* [Records provided]:
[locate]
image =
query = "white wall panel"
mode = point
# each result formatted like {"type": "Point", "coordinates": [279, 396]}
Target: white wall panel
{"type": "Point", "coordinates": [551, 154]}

* [Work to complete]: Each of the entries must be set down again exactly.

* [Task output]:
[locate]
image =
query = "white wall panel"
mode = point
# each result formatted like {"type": "Point", "coordinates": [279, 396]}
Target: white wall panel
{"type": "Point", "coordinates": [551, 154]}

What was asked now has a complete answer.